**Work to do:**
Can you copy the article on vinegar as a weedkiller word for word, from its title through its final sentence?

**Given text:**
Vinegar: The effective weedkiller
By Rita T. Dela Cruz
BAR today – April –June 2002
Vinegar is part of every household’s kitchen but did you know that this sour-tasting liquid is an effective herbicide for organic farming?
This is the major finding of a study conducted by Jay Radhakrishnan, John Teasdale and Ben Coffman, researchers from the Agricultural Research Service (ARS) the principal scientific research agency of the US Department of Ariculture (USDA). Although, a few farmers have already been using natural agents like baking soda, garlic and vinegar as herbicide, there were really no scientific studies to back-up that these agents are effective. Thus, scientists from ARS conducted greenhouse and field researches to determine the effectiveness of vinegar as herbicide.
To conform to organic farming standards, the scientist used vinegar derived from fruits (grapes and apples) or grains (malt). Naturally processed vinegar is produced by rotting the fruits or the grains under an anaerobic or “no-oxygen condition”. Through fermentation, the sugars from these plant sources are converted to alcohol and carbon dioxide. Through oxidation, the alcohol reacts with air to form vinegar.
Vinegar that is prepared from plants sources contains 5% acetic acid, a pungent, colorless acid, which is basically the main component of vinegar.
Acetic acid is commonly known ethanoic acid.
The potency of this vinegar was tested on five major weeds, namely: common lamb’s quarters, giant foxtail, velvet leaf, smooth pigweed and Canada thistle. Using the spot spraying method, the scientist hand-sprayed and uniformly coated the leaves of the weeds with different solutions of vinegar.

**Data:**

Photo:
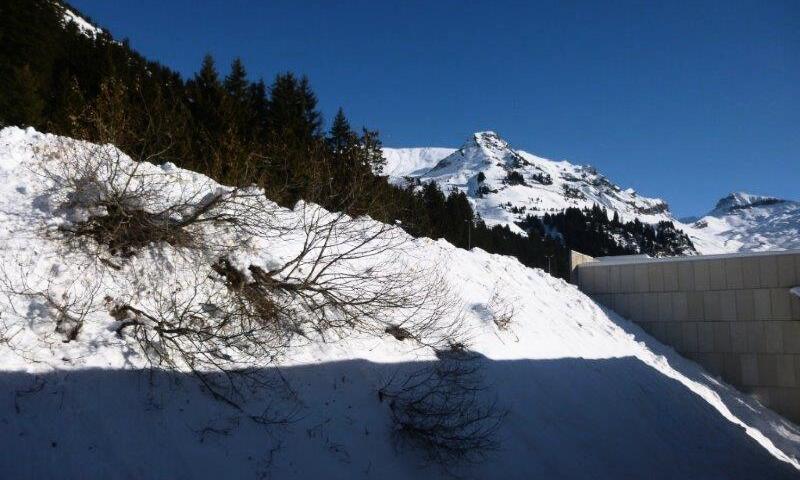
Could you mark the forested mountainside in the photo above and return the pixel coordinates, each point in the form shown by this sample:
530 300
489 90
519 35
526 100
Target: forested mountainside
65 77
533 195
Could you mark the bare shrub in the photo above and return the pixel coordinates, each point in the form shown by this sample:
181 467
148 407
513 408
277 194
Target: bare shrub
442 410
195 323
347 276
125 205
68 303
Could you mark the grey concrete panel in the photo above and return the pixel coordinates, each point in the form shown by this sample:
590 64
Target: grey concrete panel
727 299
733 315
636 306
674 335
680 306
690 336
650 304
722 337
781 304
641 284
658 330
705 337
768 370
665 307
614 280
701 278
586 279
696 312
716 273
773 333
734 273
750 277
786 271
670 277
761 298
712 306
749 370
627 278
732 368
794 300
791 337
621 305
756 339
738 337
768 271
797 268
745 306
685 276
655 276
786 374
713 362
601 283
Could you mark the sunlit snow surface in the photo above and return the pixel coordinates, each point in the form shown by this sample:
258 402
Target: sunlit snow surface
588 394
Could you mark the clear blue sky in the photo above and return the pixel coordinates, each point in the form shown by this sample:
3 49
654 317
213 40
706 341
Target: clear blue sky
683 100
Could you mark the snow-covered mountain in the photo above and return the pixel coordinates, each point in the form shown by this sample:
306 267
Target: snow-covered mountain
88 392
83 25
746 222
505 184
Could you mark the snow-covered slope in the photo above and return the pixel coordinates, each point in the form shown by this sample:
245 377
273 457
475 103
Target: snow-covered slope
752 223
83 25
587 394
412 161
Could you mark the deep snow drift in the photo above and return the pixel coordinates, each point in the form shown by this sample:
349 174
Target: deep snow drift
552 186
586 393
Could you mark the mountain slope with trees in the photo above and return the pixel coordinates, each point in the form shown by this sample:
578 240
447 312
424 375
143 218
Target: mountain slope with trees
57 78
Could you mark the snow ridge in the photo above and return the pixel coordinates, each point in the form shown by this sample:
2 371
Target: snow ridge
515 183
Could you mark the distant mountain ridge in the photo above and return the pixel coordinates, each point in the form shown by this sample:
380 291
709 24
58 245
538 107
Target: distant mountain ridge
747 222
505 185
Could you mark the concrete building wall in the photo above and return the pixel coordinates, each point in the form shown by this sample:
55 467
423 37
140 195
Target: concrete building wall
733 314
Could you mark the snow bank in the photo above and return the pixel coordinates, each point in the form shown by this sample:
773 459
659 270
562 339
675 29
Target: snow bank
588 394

...

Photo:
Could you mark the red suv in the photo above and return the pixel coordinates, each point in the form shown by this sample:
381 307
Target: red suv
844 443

==

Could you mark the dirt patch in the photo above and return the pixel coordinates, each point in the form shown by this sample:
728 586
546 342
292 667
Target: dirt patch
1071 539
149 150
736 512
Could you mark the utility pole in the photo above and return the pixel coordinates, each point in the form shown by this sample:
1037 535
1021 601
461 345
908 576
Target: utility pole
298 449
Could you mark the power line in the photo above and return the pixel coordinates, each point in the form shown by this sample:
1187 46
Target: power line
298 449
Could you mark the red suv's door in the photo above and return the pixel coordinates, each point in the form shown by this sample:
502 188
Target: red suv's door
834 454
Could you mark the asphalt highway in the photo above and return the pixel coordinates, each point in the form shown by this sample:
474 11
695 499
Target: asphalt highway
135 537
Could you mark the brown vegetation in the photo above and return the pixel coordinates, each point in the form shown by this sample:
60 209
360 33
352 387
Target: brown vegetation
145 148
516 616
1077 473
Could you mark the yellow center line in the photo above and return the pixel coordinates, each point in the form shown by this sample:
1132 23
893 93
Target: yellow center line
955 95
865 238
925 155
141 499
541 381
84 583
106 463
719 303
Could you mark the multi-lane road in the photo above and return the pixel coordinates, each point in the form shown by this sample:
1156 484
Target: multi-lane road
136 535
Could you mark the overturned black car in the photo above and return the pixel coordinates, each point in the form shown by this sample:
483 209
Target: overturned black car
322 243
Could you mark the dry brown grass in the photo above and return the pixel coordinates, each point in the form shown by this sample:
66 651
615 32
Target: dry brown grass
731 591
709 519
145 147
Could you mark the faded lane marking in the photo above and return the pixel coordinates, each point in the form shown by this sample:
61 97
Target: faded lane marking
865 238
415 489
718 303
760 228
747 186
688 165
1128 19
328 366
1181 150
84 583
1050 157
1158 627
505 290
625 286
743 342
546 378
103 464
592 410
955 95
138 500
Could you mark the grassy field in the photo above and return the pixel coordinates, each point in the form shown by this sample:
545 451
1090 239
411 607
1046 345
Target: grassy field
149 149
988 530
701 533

**Solved exercise:**
Vinegar: The effective weedkiller
By Rita T. Dela Cruz
BAR today – April –June 2002
Vinegar is part of every household’s kitchen but did you know that this sour-tasting liquid is an effective herbicide for organic farming?
This is the major finding of a study conducted by Jay Radhakrishnan, John Teasdale and Ben Coffman, researchers from the Agricultural Research Service (ARS) the principal scientific research agency of the US Department of Ariculture (USDA). Although, a few farmers have already been using natural agents like baking soda, garlic and vinegar as herbicide, there were really no scientific studies to back-up that these agents are effective. Thus, scientists from ARS conducted greenhouse and field researches to determine the effectiveness of vinegar as herbicide.
To conform to organic farming standards, the scientist used vinegar derived from fruits (grapes and apples) or grains (malt). Naturally processed vinegar is produced by rotting the fruits or the grains under an anaerobic or “no-oxygen condition”. Through fermentation, the sugars from these plant sources are converted to alcohol and carbon dioxide. Through oxidation, the alcohol reacts with air to form vinegar.
Vinegar that is prepared from plants sources contains 5% acetic acid, a pungent, colorless acid, which is basically the main component of vinegar.
Acetic acid is commonly known ethanoic acid.
The potency of this vinegar was tested on five major weeds, namely: common lamb’s quarters, giant foxtail, velvet leaf, smooth pigweed and Canada thistle. Using the spot spraying method, the scientist hand-sprayed and uniformly coated the leaves of the weeds with different solutions of vinegar.